» The exercise
Print all records exactly, leaving nothing out.

» Source data

·····

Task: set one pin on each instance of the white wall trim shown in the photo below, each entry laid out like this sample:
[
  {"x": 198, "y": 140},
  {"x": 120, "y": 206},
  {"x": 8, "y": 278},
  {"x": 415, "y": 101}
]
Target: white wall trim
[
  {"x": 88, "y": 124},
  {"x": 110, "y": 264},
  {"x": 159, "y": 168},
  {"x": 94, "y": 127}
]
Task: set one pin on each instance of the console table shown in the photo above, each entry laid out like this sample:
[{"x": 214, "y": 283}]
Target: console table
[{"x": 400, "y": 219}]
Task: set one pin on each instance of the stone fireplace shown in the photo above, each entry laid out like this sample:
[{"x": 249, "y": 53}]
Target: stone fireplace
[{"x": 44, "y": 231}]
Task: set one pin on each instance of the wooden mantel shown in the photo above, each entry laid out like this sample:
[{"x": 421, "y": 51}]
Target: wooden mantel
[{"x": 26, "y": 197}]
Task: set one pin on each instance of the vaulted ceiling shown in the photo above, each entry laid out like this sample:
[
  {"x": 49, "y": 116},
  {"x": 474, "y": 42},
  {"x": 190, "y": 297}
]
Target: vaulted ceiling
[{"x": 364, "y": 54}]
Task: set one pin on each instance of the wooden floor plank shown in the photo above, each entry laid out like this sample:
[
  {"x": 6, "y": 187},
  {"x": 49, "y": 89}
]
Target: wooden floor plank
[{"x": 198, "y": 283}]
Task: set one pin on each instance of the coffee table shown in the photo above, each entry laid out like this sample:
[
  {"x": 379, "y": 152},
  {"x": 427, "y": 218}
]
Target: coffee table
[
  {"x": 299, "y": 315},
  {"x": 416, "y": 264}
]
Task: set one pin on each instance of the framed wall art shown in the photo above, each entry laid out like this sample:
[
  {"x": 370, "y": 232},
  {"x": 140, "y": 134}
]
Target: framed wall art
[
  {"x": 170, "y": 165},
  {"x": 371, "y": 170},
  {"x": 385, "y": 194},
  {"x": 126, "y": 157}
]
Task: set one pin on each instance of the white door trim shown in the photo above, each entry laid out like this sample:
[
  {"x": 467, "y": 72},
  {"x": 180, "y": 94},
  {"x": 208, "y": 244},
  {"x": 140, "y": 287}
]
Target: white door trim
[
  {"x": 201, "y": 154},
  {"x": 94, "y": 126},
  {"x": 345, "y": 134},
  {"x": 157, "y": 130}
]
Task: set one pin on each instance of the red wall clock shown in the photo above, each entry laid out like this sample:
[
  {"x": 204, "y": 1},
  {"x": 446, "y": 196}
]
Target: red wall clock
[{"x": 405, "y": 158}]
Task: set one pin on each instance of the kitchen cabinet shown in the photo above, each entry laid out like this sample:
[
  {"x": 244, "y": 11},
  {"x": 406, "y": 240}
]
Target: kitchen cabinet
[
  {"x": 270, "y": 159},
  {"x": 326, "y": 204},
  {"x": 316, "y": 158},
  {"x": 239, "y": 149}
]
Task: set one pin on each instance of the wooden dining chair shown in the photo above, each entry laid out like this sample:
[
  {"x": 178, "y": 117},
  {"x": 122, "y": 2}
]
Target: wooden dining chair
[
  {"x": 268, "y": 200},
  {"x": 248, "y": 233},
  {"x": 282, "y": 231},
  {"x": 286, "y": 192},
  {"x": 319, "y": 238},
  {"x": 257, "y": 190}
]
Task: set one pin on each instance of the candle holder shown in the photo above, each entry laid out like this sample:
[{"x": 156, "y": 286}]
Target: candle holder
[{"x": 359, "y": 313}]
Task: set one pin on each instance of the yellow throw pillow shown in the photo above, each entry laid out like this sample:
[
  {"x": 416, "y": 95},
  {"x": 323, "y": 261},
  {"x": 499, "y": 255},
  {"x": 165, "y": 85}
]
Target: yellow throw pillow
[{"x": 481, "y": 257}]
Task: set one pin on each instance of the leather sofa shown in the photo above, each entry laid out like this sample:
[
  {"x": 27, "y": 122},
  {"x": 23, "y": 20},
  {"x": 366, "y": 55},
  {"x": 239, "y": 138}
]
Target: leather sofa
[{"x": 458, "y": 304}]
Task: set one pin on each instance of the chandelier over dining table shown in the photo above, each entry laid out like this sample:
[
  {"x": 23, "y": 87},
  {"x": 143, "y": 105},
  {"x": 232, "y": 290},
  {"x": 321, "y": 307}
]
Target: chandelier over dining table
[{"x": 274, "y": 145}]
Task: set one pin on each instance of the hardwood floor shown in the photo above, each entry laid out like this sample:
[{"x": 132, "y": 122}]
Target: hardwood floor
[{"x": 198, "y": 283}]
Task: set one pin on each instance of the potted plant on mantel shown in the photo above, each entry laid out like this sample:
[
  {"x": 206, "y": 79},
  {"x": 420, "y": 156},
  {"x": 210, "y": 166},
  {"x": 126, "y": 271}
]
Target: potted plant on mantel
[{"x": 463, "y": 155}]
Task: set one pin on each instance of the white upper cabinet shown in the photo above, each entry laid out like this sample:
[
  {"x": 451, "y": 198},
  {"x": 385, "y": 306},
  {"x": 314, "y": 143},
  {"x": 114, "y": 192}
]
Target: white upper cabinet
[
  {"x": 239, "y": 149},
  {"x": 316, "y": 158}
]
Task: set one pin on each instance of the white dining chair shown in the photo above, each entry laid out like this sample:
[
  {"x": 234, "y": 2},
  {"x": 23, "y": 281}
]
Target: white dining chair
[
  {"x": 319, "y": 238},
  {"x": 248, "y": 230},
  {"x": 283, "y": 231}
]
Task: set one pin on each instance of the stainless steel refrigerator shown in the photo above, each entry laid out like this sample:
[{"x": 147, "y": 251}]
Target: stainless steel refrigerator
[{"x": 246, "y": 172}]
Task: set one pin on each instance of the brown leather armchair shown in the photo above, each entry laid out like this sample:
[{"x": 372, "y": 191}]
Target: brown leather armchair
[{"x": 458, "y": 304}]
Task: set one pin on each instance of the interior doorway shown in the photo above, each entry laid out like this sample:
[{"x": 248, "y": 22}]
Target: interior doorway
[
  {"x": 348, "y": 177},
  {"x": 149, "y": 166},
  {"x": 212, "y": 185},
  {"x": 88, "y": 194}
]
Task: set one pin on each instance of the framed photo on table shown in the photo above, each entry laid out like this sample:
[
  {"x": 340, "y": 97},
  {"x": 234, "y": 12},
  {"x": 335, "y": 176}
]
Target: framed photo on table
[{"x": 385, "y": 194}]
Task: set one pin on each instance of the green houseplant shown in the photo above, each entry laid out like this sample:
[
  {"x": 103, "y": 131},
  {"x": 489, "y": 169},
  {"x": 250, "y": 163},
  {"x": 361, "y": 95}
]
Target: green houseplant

·····

» Complete output
Task: set one pin on each instance of the white wall trim shown in the photo below, each entry laid out like this sample:
[
  {"x": 198, "y": 140},
  {"x": 120, "y": 206},
  {"x": 8, "y": 278},
  {"x": 415, "y": 101}
]
Target: white wall trim
[
  {"x": 88, "y": 124},
  {"x": 110, "y": 264},
  {"x": 159, "y": 168},
  {"x": 94, "y": 127}
]
Task: set one pin on each instance of the console table shown in the photo above, each entry laid out like this sample:
[{"x": 214, "y": 283}]
Target: console table
[{"x": 400, "y": 219}]
Task: set one pin on each instance of the stone fireplace shown in the photo above, each entry laid out like this sample:
[{"x": 249, "y": 53}]
Target: stone fireplace
[{"x": 44, "y": 231}]
Task: set one pin on each instance of the wooden mantel shown in the photo above, each entry laid out like this sample:
[{"x": 421, "y": 51}]
Target: wooden mantel
[{"x": 26, "y": 197}]
Task: set one pin on each instance of the vaulted ceiling shown in the photo above, each entry laid out like this sample:
[
  {"x": 49, "y": 116},
  {"x": 474, "y": 42},
  {"x": 190, "y": 297}
]
Target: vaulted ceiling
[{"x": 364, "y": 54}]
Task: set one pin on each instance of the wooden floor plank shown in the photo above, each entry laid out like this sample:
[
  {"x": 6, "y": 187},
  {"x": 49, "y": 89}
]
Target: wooden floor plank
[{"x": 198, "y": 283}]
Task: set one pin on each instance of the coffee table shown in the photo above, each entry laid out like this sample:
[
  {"x": 379, "y": 152},
  {"x": 427, "y": 218}
]
Target: coffee table
[
  {"x": 299, "y": 315},
  {"x": 416, "y": 264}
]
Task: set one pin on each instance of the framed wall art shown in the photo above, each entry laid out like this sample:
[
  {"x": 370, "y": 232},
  {"x": 140, "y": 134}
]
Target: framed wall art
[
  {"x": 170, "y": 165},
  {"x": 371, "y": 170},
  {"x": 385, "y": 194},
  {"x": 126, "y": 157}
]
Task: set one pin on each instance of the white door trim shown in the photo above, each entry laid out like this sample:
[
  {"x": 467, "y": 72},
  {"x": 180, "y": 94},
  {"x": 208, "y": 244},
  {"x": 140, "y": 287}
]
Target: white door trim
[
  {"x": 201, "y": 154},
  {"x": 94, "y": 126},
  {"x": 345, "y": 134},
  {"x": 157, "y": 130}
]
Task: set one pin on each instance of the red wall clock shown in the photo above, each entry laid out like this sample:
[
  {"x": 204, "y": 1},
  {"x": 446, "y": 196}
]
Target: red wall clock
[{"x": 405, "y": 158}]
Task: set one pin on each instance of the kitchen cabinet shown in the photo above, each entry laid out like this sample:
[
  {"x": 244, "y": 11},
  {"x": 406, "y": 240}
]
Target: kitchen cabinet
[
  {"x": 270, "y": 159},
  {"x": 326, "y": 204},
  {"x": 316, "y": 158},
  {"x": 239, "y": 149}
]
Task: set one pin on each instance of the wooden dining chair shown in the photo above, each entry laid out like this sample:
[
  {"x": 178, "y": 117},
  {"x": 122, "y": 2}
]
Target: wooden dining chair
[
  {"x": 268, "y": 200},
  {"x": 248, "y": 233},
  {"x": 282, "y": 231},
  {"x": 286, "y": 192},
  {"x": 319, "y": 238},
  {"x": 257, "y": 190}
]
Task: set one pin on each instance of the candle holder shown in the photo above, each entry laid out like this sample:
[{"x": 156, "y": 286}]
Target: candle holder
[{"x": 359, "y": 313}]
Task: set one pin on each instance of the yellow throw pillow shown in the photo above, each entry laid out like this sample:
[
  {"x": 416, "y": 95},
  {"x": 323, "y": 261},
  {"x": 499, "y": 255},
  {"x": 165, "y": 85}
]
Target: yellow throw pillow
[{"x": 481, "y": 257}]
Task: set one pin on each instance of the leather sofa shown in the photo above, each entry laid out like this sample:
[
  {"x": 27, "y": 122},
  {"x": 23, "y": 20},
  {"x": 366, "y": 55},
  {"x": 239, "y": 138}
]
Target: leather sofa
[{"x": 458, "y": 304}]
Task: set one pin on each instance of the chandelier over dining table shown in the photo above, each entry laid out like this sample:
[
  {"x": 23, "y": 87},
  {"x": 143, "y": 105},
  {"x": 232, "y": 290},
  {"x": 321, "y": 307}
]
Target: chandelier over dining table
[{"x": 274, "y": 145}]
Task: set one pin on each instance of the hardwood floor shown in the photo above, each entry laid out like this sample:
[{"x": 132, "y": 122}]
Target: hardwood floor
[{"x": 198, "y": 283}]
Task: set one pin on each instance of the potted plant on mantel shown in the photo above, each entry laid out like this sample:
[
  {"x": 206, "y": 79},
  {"x": 420, "y": 156},
  {"x": 210, "y": 166},
  {"x": 126, "y": 271}
]
Target: potted plant on mantel
[{"x": 463, "y": 155}]
Task: set one pin on each instance of the white upper cabinet shown in the photo above, each entry laid out like this sample:
[
  {"x": 451, "y": 198},
  {"x": 385, "y": 306},
  {"x": 314, "y": 143},
  {"x": 114, "y": 192}
]
Target: white upper cabinet
[
  {"x": 239, "y": 149},
  {"x": 316, "y": 158}
]
Task: set one pin on each instance of the white dining chair shown in the photo above, each entry laid out like this sample:
[
  {"x": 234, "y": 2},
  {"x": 23, "y": 281}
]
Target: white dining chair
[
  {"x": 319, "y": 238},
  {"x": 248, "y": 230},
  {"x": 283, "y": 231}
]
Task: set one pin on each instance of the stainless steel refrigerator shown in the photo above, each entry laid out like this sample:
[{"x": 147, "y": 251}]
Target: stainless steel refrigerator
[{"x": 246, "y": 172}]
Task: set one pin on each instance of the brown leather armchair shown in the photo above, each entry laid out like this sample:
[{"x": 372, "y": 191}]
Target: brown leather armchair
[{"x": 458, "y": 304}]
Task: set one pin on each instance of the interior doorway shown in the photo above, each entry laid out like this sample:
[{"x": 248, "y": 22}]
Target: interior doorway
[
  {"x": 348, "y": 177},
  {"x": 149, "y": 166},
  {"x": 212, "y": 185},
  {"x": 88, "y": 194}
]
Task: set one pin on each instance of the framed photo on table shown in the photo above, each entry laid out like this sample:
[
  {"x": 340, "y": 97},
  {"x": 234, "y": 12},
  {"x": 335, "y": 176}
]
Target: framed photo on table
[{"x": 385, "y": 194}]
Task: set one pin on each instance of the green houseplant shown in the photo above, each entry laid out like this sample:
[
  {"x": 103, "y": 131},
  {"x": 489, "y": 169},
  {"x": 250, "y": 163},
  {"x": 361, "y": 95}
]
Target: green houseplant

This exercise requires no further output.